▶ [GIVEN INSTRUCTION A]
Name the costs that, according to the post by Inch in the PMQ thread below, banks leave out of account when deciding what a borrower can afford.
▶ [GIVEN INSTRUCTION B]
Write the next part of the PMQ thread below, following on from its final post.
## begin SELECTED TEXT
PMQs? What's the deal?   --   http://army.ca/forums/threads/13117.0.html


----------



## combat_medic (2 Aug 2004)

If you can afford it, owning your own place is always a better bang for your buck than renting. I know one guy who retired from the military after almost 20 years and had to get his first mortgage at the age of 40 because he had been living in PMQs for so long. Real estate always makes a good investment.


----------



## Inch (2 Aug 2004)

Real estate is a good investment, however, don't jump into something you can't afford. If you get into financial troubles you could be considered an administrative burden and released. The banks will offer you what they think you can afford, they don't take into account bills (except credit cards/loans, that sort of thing), they also don't take into account auto and home insurance, if you've got a few driving convictions and your insurance rates are crazy, then you might be better off living in shacks paying 200 bucks a month or whatever it costs these days.
## end SELECTED TEXT
## begin RECORDS
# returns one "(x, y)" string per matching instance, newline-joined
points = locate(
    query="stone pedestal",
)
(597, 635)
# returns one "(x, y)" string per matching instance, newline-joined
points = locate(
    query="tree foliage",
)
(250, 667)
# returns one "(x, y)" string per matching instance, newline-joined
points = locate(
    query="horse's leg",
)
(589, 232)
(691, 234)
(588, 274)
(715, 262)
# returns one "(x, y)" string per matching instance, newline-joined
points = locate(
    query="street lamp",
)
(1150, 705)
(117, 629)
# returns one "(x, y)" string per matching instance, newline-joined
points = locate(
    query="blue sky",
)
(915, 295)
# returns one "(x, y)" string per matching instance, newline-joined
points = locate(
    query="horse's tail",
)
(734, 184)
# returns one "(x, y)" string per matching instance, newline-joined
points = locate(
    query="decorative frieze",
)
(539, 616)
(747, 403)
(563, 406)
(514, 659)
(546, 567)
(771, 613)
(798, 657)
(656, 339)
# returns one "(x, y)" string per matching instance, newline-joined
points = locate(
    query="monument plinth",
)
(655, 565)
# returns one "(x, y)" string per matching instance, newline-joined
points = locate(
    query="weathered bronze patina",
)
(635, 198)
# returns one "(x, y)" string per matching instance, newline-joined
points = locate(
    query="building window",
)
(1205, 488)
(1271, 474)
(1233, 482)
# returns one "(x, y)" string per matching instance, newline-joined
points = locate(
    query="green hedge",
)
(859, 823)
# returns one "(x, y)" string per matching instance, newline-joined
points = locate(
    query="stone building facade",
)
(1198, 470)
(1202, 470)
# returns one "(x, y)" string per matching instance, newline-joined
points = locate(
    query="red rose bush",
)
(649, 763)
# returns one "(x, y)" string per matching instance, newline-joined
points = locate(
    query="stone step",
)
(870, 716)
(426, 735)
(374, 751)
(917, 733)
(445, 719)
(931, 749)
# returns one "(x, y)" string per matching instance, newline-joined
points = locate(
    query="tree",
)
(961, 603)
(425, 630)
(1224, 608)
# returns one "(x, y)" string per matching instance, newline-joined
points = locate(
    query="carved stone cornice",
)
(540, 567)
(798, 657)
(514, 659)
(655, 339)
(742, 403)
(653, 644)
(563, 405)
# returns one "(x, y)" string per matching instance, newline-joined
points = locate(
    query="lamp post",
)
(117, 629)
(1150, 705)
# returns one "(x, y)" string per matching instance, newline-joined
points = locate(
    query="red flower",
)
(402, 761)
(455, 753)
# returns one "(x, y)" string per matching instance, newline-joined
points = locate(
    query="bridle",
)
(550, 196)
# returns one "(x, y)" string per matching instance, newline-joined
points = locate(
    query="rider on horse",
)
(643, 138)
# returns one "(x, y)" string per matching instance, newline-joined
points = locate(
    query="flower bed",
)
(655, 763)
## end RECORDS
▶ [EXERCISE OUTPUT A]
Bills (other than credit cards, loans, and similar debts), auto insurance, and home insurance.

▶ [EXERCISE OUTPUT B]
The shacks are getting better, you'll get better ones as an officer than you would as a no hook Pte. Also the rules are way more laid back for officers, only fire hazard walkthroughs like once every couple months.  Overnight guests aren't permitted usually in singles quarters, but even that rule is starting to get relaxed a bit, you still can't have your girlfriend living with you but if you meet a one night girlfriend, you can usually take her home with you.  In most cases you can bring whatever you want for F&E , except when you're on course. In the end, you'll be better off financially if you stay in shacks until at least your first posting (if you're single of course).

Cheers


----------



## USSRsovietsnake (3 Aug 2004)

ya so its along the line sof if you have the money go for it kinda thing. But if i say had the money do i go ther eon weekends or everyday when everyone gets there own time befor sleep.


----------



## AmmoTech90 (3 Aug 2004)

Once you're off course you don't have a lights out time.  If you're in the shacks just don't wake everyone up coming in drunk at 4am or you'll get sorted out one way or another.  You may also have to prove you're financially stable enough to move out.  Most privates in Gagetown get shacks for one year and then get moved out unless they can prove it would cause hardship (shortage of barracks).
I know a private who bought himself a house after 2 years in.  Probably the best thing he did.  Wasn't much, but he can afford it and will probably make money on it.


----------



## LanceaLot (4 Aug 2004)

> you still can't have your girlfriend living with you but if you meet a one night girlfriend, you can usually take her home with you.


Woo hoo!!! And I was worried for nothing  >


----------



## Coyote43D (4 Aug 2004)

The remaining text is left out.